*** Opening of Given records ***
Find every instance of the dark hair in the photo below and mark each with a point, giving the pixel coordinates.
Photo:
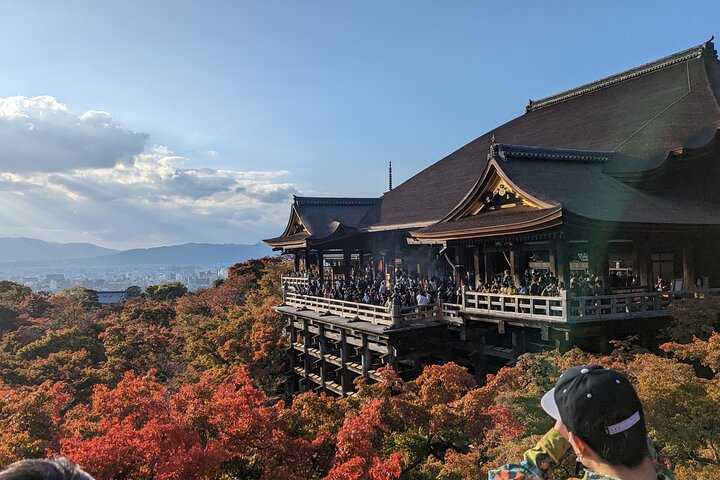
(40, 469)
(628, 448)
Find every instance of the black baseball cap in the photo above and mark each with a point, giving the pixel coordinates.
(593, 402)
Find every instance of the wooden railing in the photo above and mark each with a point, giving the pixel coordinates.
(376, 314)
(393, 315)
(515, 306)
(628, 305)
(295, 281)
(549, 309)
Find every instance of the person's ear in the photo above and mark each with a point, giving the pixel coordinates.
(579, 446)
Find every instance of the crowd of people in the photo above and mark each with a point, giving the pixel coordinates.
(370, 288)
(410, 289)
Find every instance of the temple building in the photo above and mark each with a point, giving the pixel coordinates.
(613, 184)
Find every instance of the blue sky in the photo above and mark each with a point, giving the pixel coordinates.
(142, 123)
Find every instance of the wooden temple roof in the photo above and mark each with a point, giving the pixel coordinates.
(585, 153)
(319, 219)
(641, 116)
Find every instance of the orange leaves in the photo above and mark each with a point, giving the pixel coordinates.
(29, 420)
(444, 383)
(707, 351)
(141, 430)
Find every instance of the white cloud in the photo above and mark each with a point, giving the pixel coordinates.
(40, 134)
(117, 193)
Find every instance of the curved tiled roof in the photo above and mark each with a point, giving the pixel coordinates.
(640, 116)
(321, 217)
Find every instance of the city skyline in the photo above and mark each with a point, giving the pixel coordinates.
(133, 125)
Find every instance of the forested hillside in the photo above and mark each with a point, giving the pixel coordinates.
(191, 385)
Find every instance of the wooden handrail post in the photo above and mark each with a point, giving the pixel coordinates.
(395, 312)
(565, 305)
(285, 288)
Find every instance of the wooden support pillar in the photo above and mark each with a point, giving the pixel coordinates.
(642, 267)
(344, 377)
(457, 272)
(487, 271)
(346, 262)
(516, 264)
(320, 264)
(293, 359)
(366, 356)
(323, 351)
(483, 357)
(600, 259)
(688, 266)
(476, 266)
(562, 262)
(518, 341)
(306, 346)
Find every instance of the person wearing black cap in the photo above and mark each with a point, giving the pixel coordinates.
(599, 416)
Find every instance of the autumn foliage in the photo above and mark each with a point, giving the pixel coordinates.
(191, 385)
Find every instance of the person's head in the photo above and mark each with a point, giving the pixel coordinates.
(602, 412)
(39, 469)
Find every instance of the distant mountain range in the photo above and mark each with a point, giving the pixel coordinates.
(31, 251)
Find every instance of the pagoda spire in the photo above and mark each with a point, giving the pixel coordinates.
(390, 176)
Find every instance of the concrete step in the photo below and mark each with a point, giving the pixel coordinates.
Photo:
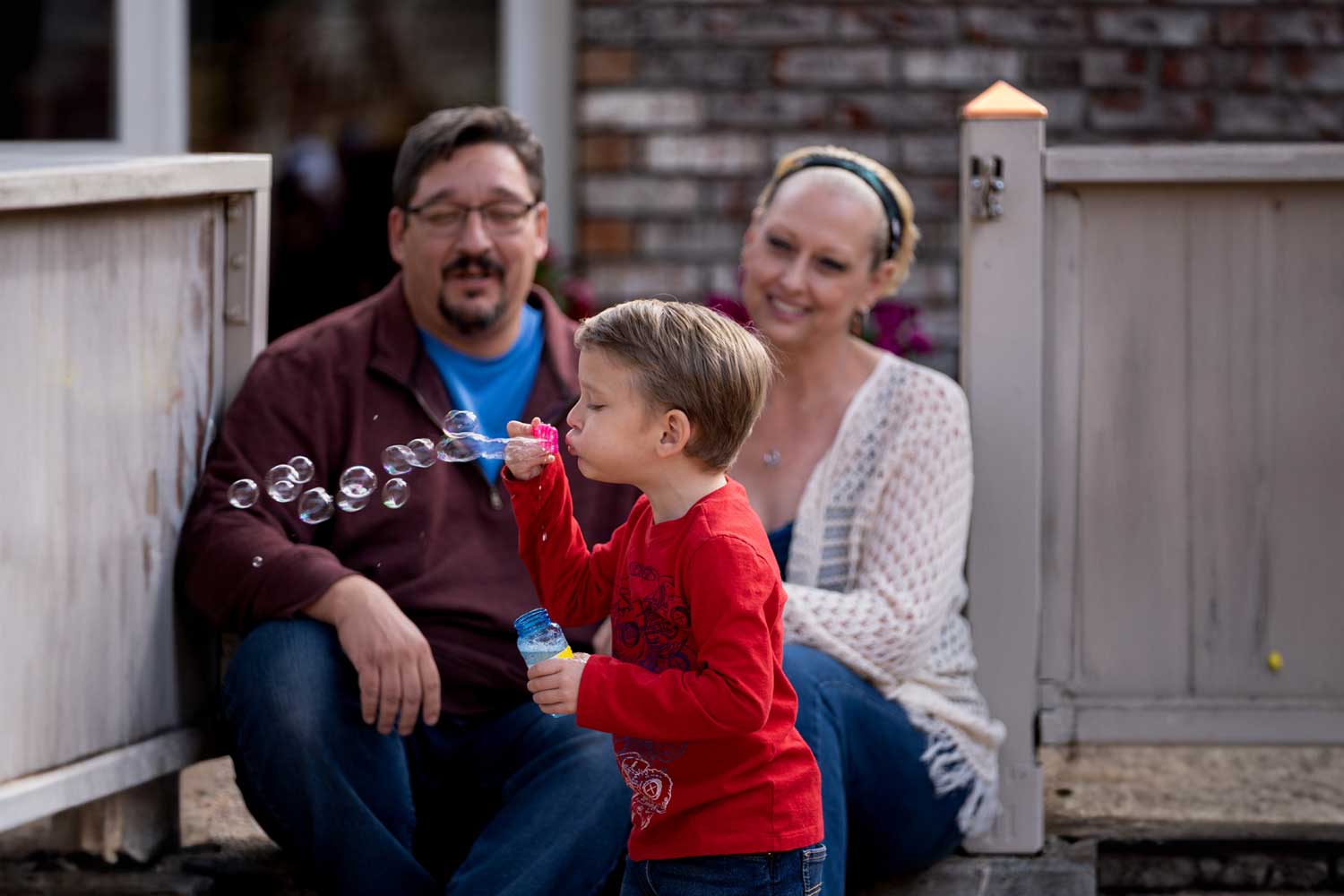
(1062, 869)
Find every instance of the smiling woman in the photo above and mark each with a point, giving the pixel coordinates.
(860, 470)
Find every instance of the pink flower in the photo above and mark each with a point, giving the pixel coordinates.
(580, 298)
(728, 306)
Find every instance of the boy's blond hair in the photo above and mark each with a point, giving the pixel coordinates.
(691, 359)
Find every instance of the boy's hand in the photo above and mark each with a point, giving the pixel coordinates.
(523, 462)
(556, 684)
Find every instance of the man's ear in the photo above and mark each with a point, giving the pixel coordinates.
(542, 239)
(676, 433)
(395, 234)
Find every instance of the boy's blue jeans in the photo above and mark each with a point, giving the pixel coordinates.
(519, 802)
(793, 874)
(881, 813)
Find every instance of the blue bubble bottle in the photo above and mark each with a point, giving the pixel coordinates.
(539, 638)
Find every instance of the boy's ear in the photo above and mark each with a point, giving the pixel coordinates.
(676, 433)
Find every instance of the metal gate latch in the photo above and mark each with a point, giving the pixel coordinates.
(986, 188)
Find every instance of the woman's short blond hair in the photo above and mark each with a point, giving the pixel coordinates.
(691, 359)
(905, 254)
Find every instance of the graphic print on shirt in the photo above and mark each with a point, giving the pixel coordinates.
(652, 622)
(652, 788)
(653, 632)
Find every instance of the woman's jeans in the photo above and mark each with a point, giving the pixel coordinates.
(882, 815)
(793, 874)
(518, 802)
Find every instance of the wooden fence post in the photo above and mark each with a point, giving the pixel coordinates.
(1002, 306)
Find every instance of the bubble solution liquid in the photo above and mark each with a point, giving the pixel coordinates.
(539, 638)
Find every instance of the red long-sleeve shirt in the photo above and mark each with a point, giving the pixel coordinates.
(695, 696)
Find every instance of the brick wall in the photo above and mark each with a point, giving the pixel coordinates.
(682, 108)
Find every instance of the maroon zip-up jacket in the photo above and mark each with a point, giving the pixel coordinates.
(339, 392)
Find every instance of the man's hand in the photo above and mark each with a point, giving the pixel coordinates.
(397, 672)
(524, 462)
(556, 684)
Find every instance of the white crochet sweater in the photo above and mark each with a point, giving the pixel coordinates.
(875, 568)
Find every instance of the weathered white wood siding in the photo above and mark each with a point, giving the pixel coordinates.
(1193, 497)
(121, 330)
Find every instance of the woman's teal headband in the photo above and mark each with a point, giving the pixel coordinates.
(889, 202)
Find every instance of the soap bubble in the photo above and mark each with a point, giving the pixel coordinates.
(461, 422)
(242, 493)
(303, 468)
(422, 452)
(457, 447)
(349, 505)
(314, 506)
(282, 482)
(395, 493)
(358, 482)
(397, 460)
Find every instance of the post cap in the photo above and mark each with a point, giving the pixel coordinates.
(1003, 101)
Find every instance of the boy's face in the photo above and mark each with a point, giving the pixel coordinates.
(613, 433)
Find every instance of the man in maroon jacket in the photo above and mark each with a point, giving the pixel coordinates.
(381, 723)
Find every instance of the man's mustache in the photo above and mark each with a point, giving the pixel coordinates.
(470, 263)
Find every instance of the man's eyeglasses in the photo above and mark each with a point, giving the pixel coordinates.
(448, 220)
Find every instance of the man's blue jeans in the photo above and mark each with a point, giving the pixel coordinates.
(881, 813)
(519, 802)
(792, 874)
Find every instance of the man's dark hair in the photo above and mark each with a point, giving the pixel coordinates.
(446, 131)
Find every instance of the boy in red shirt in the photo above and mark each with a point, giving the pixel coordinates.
(726, 794)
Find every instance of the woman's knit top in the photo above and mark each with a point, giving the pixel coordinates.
(876, 568)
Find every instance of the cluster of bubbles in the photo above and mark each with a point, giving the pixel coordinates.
(461, 443)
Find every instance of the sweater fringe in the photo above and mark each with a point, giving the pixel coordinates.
(949, 770)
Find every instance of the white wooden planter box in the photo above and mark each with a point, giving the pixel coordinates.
(132, 300)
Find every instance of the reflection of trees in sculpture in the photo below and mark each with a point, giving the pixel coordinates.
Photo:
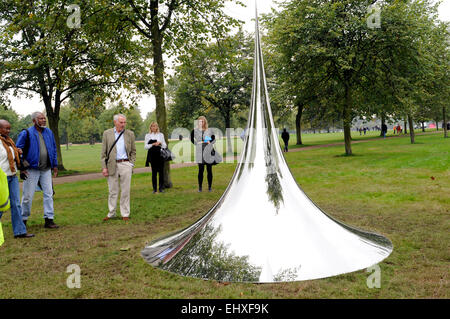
(274, 189)
(288, 274)
(203, 257)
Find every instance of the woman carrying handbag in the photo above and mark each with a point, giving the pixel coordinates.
(154, 141)
(202, 138)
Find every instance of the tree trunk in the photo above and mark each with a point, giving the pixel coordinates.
(346, 118)
(411, 129)
(298, 123)
(53, 121)
(444, 123)
(158, 70)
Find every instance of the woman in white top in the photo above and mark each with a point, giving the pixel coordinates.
(154, 141)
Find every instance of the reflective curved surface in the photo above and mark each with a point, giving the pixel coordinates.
(264, 228)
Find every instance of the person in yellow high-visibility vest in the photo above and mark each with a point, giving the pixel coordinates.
(4, 199)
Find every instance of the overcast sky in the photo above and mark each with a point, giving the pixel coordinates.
(246, 14)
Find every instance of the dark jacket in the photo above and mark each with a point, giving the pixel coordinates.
(32, 155)
(199, 136)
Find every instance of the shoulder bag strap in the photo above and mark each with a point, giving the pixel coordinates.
(110, 150)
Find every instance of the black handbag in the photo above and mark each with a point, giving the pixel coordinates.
(167, 154)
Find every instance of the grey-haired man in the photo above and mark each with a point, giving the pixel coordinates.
(118, 158)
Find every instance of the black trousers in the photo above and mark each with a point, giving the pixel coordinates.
(157, 164)
(201, 169)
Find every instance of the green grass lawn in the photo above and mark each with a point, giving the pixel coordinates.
(386, 187)
(80, 159)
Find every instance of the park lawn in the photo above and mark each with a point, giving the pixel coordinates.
(387, 187)
(83, 158)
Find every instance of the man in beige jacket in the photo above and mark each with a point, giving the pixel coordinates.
(118, 160)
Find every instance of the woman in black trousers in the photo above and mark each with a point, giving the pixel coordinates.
(203, 139)
(154, 140)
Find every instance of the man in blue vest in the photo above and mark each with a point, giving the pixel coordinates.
(9, 164)
(39, 150)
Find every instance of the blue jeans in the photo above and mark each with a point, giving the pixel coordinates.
(29, 187)
(19, 227)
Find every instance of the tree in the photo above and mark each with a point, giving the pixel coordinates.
(46, 51)
(214, 77)
(324, 46)
(171, 26)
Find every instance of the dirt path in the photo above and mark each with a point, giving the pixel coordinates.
(91, 176)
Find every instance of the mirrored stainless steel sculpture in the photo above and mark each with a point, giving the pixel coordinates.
(264, 228)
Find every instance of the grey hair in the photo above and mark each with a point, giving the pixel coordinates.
(116, 117)
(34, 115)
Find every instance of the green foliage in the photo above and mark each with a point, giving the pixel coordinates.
(330, 65)
(214, 79)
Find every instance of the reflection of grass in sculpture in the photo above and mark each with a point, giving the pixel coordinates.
(274, 189)
(203, 257)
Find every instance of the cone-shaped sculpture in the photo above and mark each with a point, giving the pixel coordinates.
(264, 228)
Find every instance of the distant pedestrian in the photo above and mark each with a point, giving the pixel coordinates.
(202, 137)
(118, 158)
(154, 141)
(39, 150)
(285, 138)
(384, 130)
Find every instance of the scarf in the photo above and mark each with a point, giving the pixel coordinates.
(8, 142)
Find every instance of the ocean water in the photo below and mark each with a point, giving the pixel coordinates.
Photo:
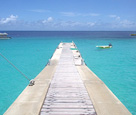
*** Close of Given records ***
_Exercise goal_:
Look through the data above for the word "below". Report each line where it occurs.

_Task answer_:
Find every instance of the dark hair in the photo below and mark each with a point, giving the pixel coordinates.
Find every instance of the concrete step in the photo below and mark each with a point, giving the pixel coordinates.
Find every instance of the reflection of trees in sculpture in the photo below and mark each with a point, giving the pixel coordinates.
Find every instance of the ocean water in the photo below and mark each with a point, giving the pixel coordinates.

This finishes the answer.